[Exercise details] Convert every line of the listing below into a Markdown table with the columns "No" and "Line". Omit blank lines and pictures.

[Supplied records]
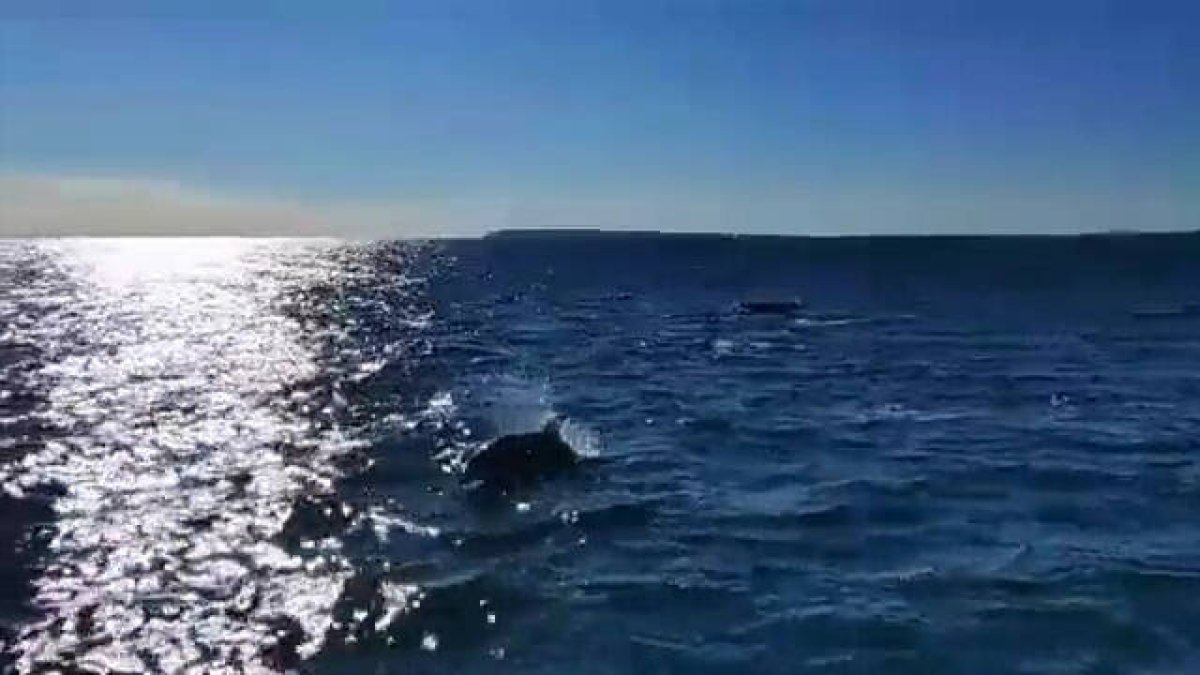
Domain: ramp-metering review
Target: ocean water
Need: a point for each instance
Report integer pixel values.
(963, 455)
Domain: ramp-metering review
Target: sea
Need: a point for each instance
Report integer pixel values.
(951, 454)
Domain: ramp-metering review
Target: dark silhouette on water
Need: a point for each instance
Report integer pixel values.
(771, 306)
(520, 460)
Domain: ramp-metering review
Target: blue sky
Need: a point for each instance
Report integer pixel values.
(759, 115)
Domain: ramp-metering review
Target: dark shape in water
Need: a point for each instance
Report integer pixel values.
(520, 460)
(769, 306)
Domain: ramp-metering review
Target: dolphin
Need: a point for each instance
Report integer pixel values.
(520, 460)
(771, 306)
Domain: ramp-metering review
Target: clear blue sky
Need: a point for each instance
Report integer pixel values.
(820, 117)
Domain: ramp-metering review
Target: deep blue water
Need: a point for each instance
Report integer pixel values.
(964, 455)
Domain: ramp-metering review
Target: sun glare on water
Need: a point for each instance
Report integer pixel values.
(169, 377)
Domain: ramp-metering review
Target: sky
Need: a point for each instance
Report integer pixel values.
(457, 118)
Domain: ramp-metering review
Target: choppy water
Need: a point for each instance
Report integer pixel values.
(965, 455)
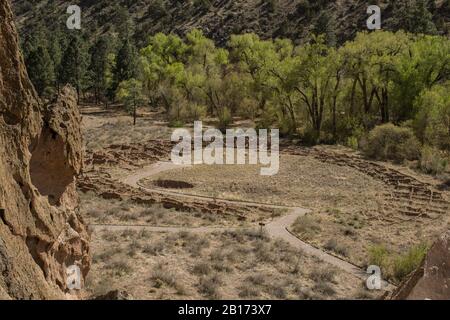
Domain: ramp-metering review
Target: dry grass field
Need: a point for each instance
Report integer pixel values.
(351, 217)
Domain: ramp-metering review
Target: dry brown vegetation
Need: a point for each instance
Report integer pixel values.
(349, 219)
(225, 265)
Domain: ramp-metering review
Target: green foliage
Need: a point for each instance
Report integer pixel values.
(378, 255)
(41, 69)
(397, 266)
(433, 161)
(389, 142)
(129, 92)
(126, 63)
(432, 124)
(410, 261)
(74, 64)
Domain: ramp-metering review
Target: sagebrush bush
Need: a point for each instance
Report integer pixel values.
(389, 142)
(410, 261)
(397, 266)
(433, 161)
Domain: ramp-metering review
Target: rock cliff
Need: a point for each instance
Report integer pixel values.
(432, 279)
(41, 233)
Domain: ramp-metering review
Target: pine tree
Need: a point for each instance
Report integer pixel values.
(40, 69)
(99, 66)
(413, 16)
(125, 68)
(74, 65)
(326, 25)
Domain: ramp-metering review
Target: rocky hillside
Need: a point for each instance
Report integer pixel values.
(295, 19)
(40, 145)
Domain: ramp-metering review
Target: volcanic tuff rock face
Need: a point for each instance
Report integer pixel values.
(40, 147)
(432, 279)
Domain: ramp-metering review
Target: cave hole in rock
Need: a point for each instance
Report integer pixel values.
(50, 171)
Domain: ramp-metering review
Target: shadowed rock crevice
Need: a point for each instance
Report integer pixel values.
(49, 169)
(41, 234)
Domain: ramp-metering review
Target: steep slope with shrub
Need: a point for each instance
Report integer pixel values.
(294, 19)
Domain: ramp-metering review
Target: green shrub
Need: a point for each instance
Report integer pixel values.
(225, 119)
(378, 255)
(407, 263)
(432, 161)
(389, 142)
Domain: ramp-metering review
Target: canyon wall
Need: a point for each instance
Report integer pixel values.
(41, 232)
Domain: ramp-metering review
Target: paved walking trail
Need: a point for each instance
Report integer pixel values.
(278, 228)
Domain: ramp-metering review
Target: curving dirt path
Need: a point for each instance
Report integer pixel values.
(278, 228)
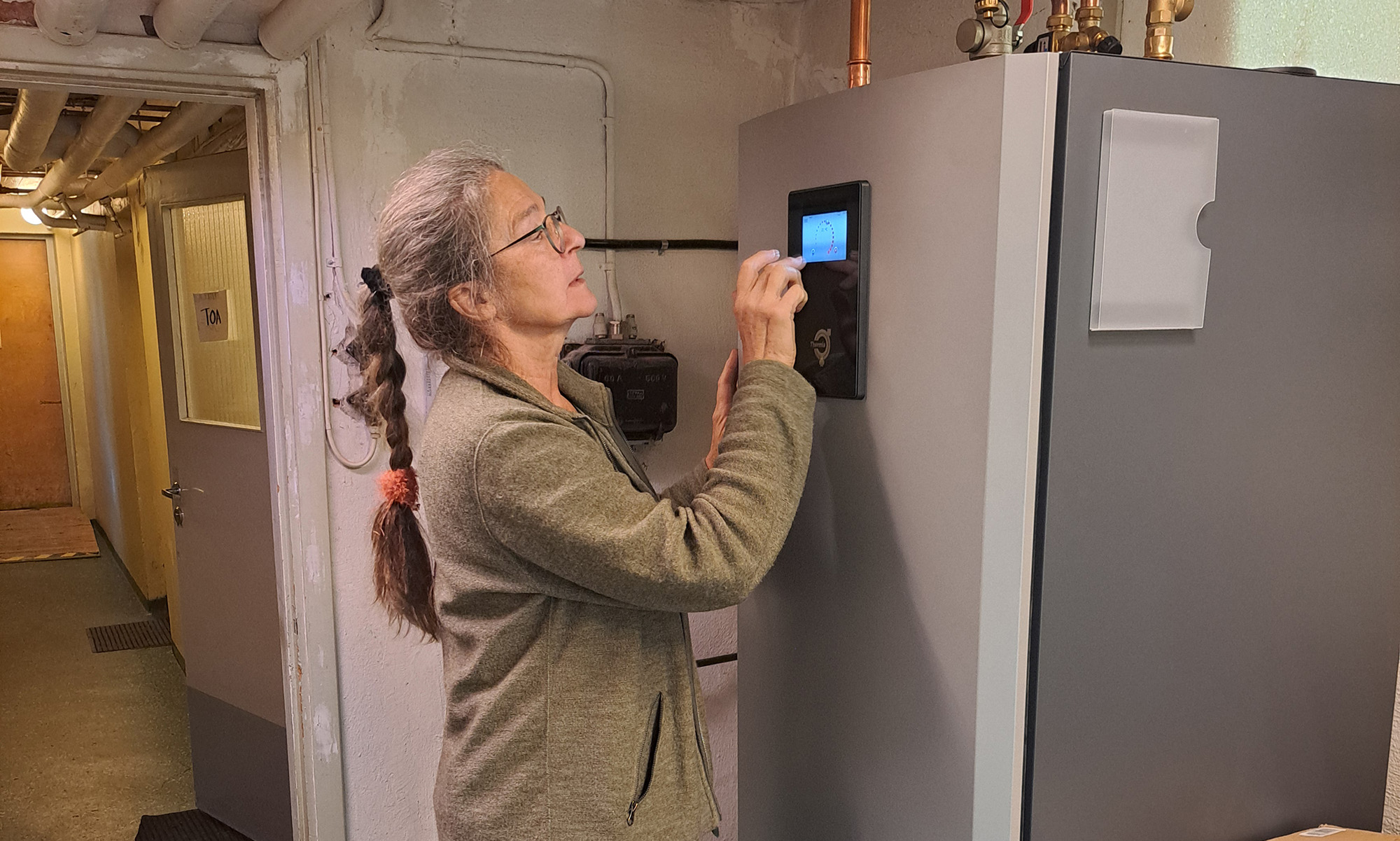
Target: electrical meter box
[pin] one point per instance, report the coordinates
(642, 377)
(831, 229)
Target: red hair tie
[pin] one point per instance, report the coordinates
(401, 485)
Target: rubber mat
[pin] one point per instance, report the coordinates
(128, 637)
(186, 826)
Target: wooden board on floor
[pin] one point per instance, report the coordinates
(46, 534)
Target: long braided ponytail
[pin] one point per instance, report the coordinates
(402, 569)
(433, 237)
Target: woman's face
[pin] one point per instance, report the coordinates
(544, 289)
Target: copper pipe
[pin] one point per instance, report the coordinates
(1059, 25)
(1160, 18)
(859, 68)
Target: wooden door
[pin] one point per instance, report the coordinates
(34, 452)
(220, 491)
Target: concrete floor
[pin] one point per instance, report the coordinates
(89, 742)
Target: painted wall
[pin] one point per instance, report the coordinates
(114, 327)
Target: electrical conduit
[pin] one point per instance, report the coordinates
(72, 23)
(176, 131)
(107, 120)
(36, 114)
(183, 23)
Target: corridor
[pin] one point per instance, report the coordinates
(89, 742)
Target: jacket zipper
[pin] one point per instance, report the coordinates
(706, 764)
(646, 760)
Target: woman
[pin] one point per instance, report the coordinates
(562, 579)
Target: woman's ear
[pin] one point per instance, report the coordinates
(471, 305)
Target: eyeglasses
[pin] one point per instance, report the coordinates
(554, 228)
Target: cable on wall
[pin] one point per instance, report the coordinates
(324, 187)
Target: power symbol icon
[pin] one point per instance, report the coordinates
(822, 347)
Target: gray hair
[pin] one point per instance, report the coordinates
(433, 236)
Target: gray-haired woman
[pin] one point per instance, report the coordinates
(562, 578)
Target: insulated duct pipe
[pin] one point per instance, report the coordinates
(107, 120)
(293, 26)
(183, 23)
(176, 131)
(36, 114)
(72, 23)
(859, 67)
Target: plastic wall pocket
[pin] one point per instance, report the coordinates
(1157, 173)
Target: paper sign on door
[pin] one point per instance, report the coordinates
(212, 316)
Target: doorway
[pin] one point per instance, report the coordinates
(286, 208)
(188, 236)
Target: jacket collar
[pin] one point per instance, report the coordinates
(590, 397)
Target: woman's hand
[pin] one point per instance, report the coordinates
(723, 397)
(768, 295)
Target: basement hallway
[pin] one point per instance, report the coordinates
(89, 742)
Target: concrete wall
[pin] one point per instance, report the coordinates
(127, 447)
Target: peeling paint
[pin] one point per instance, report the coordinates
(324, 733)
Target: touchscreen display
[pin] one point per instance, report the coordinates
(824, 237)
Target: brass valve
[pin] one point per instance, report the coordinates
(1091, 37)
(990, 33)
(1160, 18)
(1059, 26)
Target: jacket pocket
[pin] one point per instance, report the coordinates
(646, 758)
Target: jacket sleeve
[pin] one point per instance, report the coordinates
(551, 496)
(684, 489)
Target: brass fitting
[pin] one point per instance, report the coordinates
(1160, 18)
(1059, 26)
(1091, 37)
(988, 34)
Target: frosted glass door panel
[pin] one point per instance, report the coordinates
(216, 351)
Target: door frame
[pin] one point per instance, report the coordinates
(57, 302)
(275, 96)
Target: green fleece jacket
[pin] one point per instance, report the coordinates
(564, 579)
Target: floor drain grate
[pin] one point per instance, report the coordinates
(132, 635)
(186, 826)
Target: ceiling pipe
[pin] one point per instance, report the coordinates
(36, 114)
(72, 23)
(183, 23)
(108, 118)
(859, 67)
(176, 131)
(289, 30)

[Result for this task]
| No | Line |
|---|---|
| 1 | Domain: ramp-metering review |
| 2 | Target: ocean water |
| 3 | Need: a point for each instance |
| 4 | Report integer pixel values. |
| 5 | (963, 455) |
| 6 | Domain: ramp-metering review |
| 7 | Target: sea |
| 8 | Need: a point for each instance |
| 9 | Report integer pixel values. |
| 10 | (951, 454) |
| 11 | Domain: ramp-metering review |
| 12 | Target: dark silhouette on water |
| 13 | Need: a point for each instance |
| 14 | Report integer pixel values. |
| 15 | (771, 306) |
| 16 | (520, 460) |
| 17 | Domain: ramp-metering review |
| 18 | Target: blue sky |
| 19 | Need: a point for each instance |
| 20 | Report integer pixel values. |
| 21 | (759, 115) |
| 22 | Domain: ramp-metering review |
| 23 | Target: dark shape in water |
| 24 | Need: a point for each instance |
| 25 | Report integer pixel values. |
| 26 | (520, 460) |
| 27 | (769, 306) |
| 28 | Domain: ramp-metering review |
| 29 | Target: dolphin |
| 30 | Need: a point for each instance |
| 31 | Report integer pixel values. |
| 32 | (520, 460) |
| 33 | (771, 306) |
| 34 | Domain: ramp-metering review |
| 35 | Target: clear blue sky |
| 36 | Need: a point for each instance |
| 37 | Report integer pixel values. |
| 38 | (820, 117) |
| 39 | Domain: ramp-metering review |
| 40 | Target: deep blue water |
| 41 | Need: a point for each instance |
| 42 | Report integer pixel values. |
| 43 | (964, 455) |
| 44 | Domain: ramp-metering review |
| 45 | Target: sun glare on water |
| 46 | Need: a point for each instance |
| 47 | Report integer pixel values. |
| 48 | (169, 377) |
| 49 | Domain: ramp-metering review |
| 50 | Target: sky |
| 51 | Need: a point for each instance |
| 52 | Report integer pixel values. |
| 53 | (457, 118) |
| 54 | Domain: ramp-metering review |
| 55 | Target: choppy water |
| 56 | Need: a point for each instance |
| 57 | Report integer pixel values. |
| 58 | (965, 455) |
| 59 | Domain: ramp-metering review |
| 60 | Target: dry grass field |
| 61 | Need: a point for each instance |
| 62 | Report integer pixel values. |
| 63 | (351, 217) |
| 64 | Domain: ramp-metering review |
| 65 | Target: dry brown vegetation |
| 66 | Need: a point for each instance |
| 67 | Report integer pixel values. |
| 68 | (349, 219) |
| 69 | (225, 265) |
| 70 | Domain: ramp-metering review |
| 71 | Target: green foliage |
| 72 | Need: a point for each instance |
| 73 | Report integer pixel values. |
| 74 | (378, 255) |
| 75 | (41, 69) |
| 76 | (397, 266) |
| 77 | (433, 161) |
| 78 | (389, 142) |
| 79 | (129, 92) |
| 80 | (126, 63) |
| 81 | (432, 124) |
| 82 | (410, 261) |
| 83 | (74, 64) |
| 84 | Domain: ramp-metering review |
| 85 | Target: sagebrush bush |
| 86 | Need: a point for each instance |
| 87 | Report integer pixel values. |
| 88 | (389, 142) |
| 89 | (410, 261) |
| 90 | (397, 266) |
| 91 | (433, 161) |
| 92 | Domain: ramp-metering review |
| 93 | Target: rock cliff |
| 94 | Need: a point for each instance |
| 95 | Report integer pixel values. |
| 96 | (432, 279) |
| 97 | (41, 233) |
| 98 | Domain: ramp-metering review |
| 99 | Target: pine tree |
| 100 | Need: a point for each instance |
| 101 | Report integer pixel values. |
| 102 | (40, 69) |
| 103 | (99, 66) |
| 104 | (413, 16) |
| 105 | (125, 68) |
| 106 | (74, 65) |
| 107 | (326, 25) |
| 108 | Domain: ramp-metering review |
| 109 | Target: rocky hillside |
| 110 | Need: a point for each instance |
| 111 | Report integer pixel values. |
| 112 | (295, 19) |
| 113 | (40, 145) |
| 114 | Domain: ramp-metering review |
| 115 | Target: volcanic tuff rock face |
| 116 | Need: a point for each instance |
| 117 | Report integer pixel values. |
| 118 | (40, 147) |
| 119 | (432, 279) |
| 120 | Domain: ramp-metering review |
| 121 | Target: cave hole in rock |
| 122 | Need: a point for each instance |
| 123 | Report integer pixel values. |
| 124 | (50, 171) |
| 125 | Domain: ramp-metering review |
| 126 | Target: shadowed rock crevice |
| 127 | Need: a point for each instance |
| 128 | Report integer pixel values. |
| 129 | (49, 169) |
| 130 | (41, 234) |
| 131 | Domain: ramp-metering review |
| 132 | Target: steep slope with shrub |
| 133 | Need: a point for each instance |
| 134 | Report integer pixel values. |
| 135 | (294, 19) |
| 136 | Domain: ramp-metering review |
| 137 | Target: green shrub |
| 138 | Need: a point for each instance |
| 139 | Report integer pixel values. |
| 140 | (225, 119) |
| 141 | (378, 255) |
| 142 | (407, 263) |
| 143 | (432, 161) |
| 144 | (389, 142) |
| 145 | Domain: ramp-metering review |
| 146 | Target: canyon wall |
| 147 | Need: a point for each instance |
| 148 | Report integer pixel values. |
| 149 | (41, 232) |
| 150 | Domain: ramp-metering review |
| 151 | Target: paved walking trail |
| 152 | Need: a point for each instance |
| 153 | Report integer pixel values. |
| 154 | (278, 228) |
| 155 | Domain: ramp-metering review |
| 156 | Target: curving dirt path |
| 157 | Need: a point for each instance |
| 158 | Report integer pixel values. |
| 159 | (278, 228) |
| 160 | Target: electrical meter box |
| 161 | [pin] one point per instance, report the coordinates |
| 162 | (642, 377) |
| 163 | (831, 229) |
| 164 | Target: red hair tie |
| 165 | [pin] one point per instance, report the coordinates |
| 166 | (401, 485) |
| 167 | Target: rubber mat |
| 168 | [pin] one point per instance, report the coordinates |
| 169 | (128, 637) |
| 170 | (186, 826) |
| 171 | Target: wooden board on floor |
| 172 | [pin] one point per instance, report the coordinates |
| 173 | (46, 534) |
| 174 | Target: long braided ponytail |
| 175 | [pin] one point per instance, report the coordinates |
| 176 | (402, 569) |
| 177 | (433, 237) |
| 178 | Target: woman's face |
| 179 | [pin] one point per instance, report the coordinates |
| 180 | (544, 289) |
| 181 | Target: copper pipe |
| 182 | [pin] one point per instance, report the coordinates |
| 183 | (1059, 25) |
| 184 | (1160, 18) |
| 185 | (859, 68) |
| 186 | Target: wooden door |
| 187 | [pin] one point per instance, report the coordinates |
| 188 | (34, 452) |
| 189 | (220, 491) |
| 190 | Target: concrete floor |
| 191 | [pin] one point per instance, report the coordinates |
| 192 | (89, 742) |
| 193 | Target: painted wall |
| 194 | [pin] one point per instance, report the coordinates |
| 195 | (114, 327) |
| 196 | Target: electrical conduit |
| 197 | [pin] one point per instance, report the coordinates |
| 198 | (72, 23) |
| 199 | (176, 131) |
| 200 | (107, 120) |
| 201 | (36, 114) |
| 202 | (183, 23) |
| 203 | Target: corridor |
| 204 | [pin] one point per instance, report the coordinates |
| 205 | (89, 742) |
| 206 | Target: jacket zipper |
| 207 | [pin] one point per instance, report the coordinates |
| 208 | (706, 764) |
| 209 | (646, 760) |
| 210 | Target: woman |
| 211 | [pin] one point per instance, report the coordinates |
| 212 | (562, 579) |
| 213 | Target: woman's ear |
| 214 | [pin] one point per instance, report the coordinates |
| 215 | (471, 305) |
| 216 | Target: eyeglasses |
| 217 | [pin] one point per instance, report the coordinates |
| 218 | (554, 228) |
| 219 | Target: cable on wall |
| 220 | [pin] one point per instance, report the coordinates |
| 221 | (324, 187) |
| 222 | Target: power symbol icon |
| 223 | [pin] one point per instance, report the coordinates |
| 224 | (822, 347) |
| 225 | Target: gray hair |
| 226 | [pin] one point per instance, report the coordinates |
| 227 | (433, 236) |
| 228 | Target: gray-haired woman |
| 229 | [pin] one point per instance, report the coordinates |
| 230 | (562, 578) |
| 231 | Target: insulated duct pipe |
| 232 | [pin] one point per instance, report the coordinates |
| 233 | (107, 120) |
| 234 | (293, 26) |
| 235 | (183, 23) |
| 236 | (176, 131) |
| 237 | (36, 114) |
| 238 | (72, 23) |
| 239 | (859, 67) |
| 240 | Target: plastic wall pocket |
| 241 | [pin] one point per instance, report the coordinates |
| 242 | (1157, 173) |
| 243 | Target: paper sign on door |
| 244 | [pin] one point per instance, report the coordinates |
| 245 | (212, 316) |
| 246 | Target: doorway |
| 247 | [pin] one point per instance, report the coordinates |
| 248 | (286, 208) |
| 249 | (188, 236) |
| 250 | Target: jacket collar |
| 251 | [pin] one point per instance, report the coordinates |
| 252 | (590, 397) |
| 253 | Target: woman's hand |
| 254 | [pin] one point per instance, report the coordinates |
| 255 | (723, 397) |
| 256 | (768, 295) |
| 257 | Target: basement hallway |
| 258 | [pin] one point per instance, report the coordinates |
| 259 | (89, 742) |
| 260 | Target: concrete wall |
| 261 | [pin] one point per instance, report the coordinates |
| 262 | (127, 447) |
| 263 | Target: peeling paint |
| 264 | [pin] one point per instance, report the coordinates |
| 265 | (324, 733) |
| 266 | Target: touchscreen display |
| 267 | [pin] one point per instance, report the coordinates |
| 268 | (824, 237) |
| 269 | Target: brass valve |
| 270 | [pin] one point per instance, report the coordinates |
| 271 | (1091, 37) |
| 272 | (990, 33) |
| 273 | (1160, 18) |
| 274 | (1059, 26) |
| 275 | Target: jacket pocket |
| 276 | [pin] one point per instance, report the coordinates |
| 277 | (646, 758) |
| 278 | Target: jacket sleeve |
| 279 | [pin] one point per instance, report the coordinates |
| 280 | (551, 496) |
| 281 | (684, 489) |
| 282 | Target: brass fitting |
| 283 | [pin] one point per instance, report the coordinates |
| 284 | (1160, 18) |
| 285 | (1059, 26) |
| 286 | (1091, 37) |
| 287 | (988, 34) |
| 288 | Target: frosted glass door panel |
| 289 | [pin] one point per instance, report the coordinates |
| 290 | (216, 351) |
| 291 | Target: door frame |
| 292 | [pin] one point per instance, report the coordinates |
| 293 | (57, 302) |
| 294 | (275, 96) |
| 295 | Target: green fleece jacket |
| 296 | [pin] one point per instance, report the coordinates |
| 297 | (564, 579) |
| 298 | Target: floor drain grate |
| 299 | [pin] one point per instance, report the coordinates |
| 300 | (132, 635) |
| 301 | (186, 826) |
| 302 | Target: ceiling pipe |
| 303 | [pin] one point per instance, report the coordinates |
| 304 | (36, 114) |
| 305 | (72, 23) |
| 306 | (183, 23) |
| 307 | (108, 118) |
| 308 | (859, 67) |
| 309 | (176, 131) |
| 310 | (289, 30) |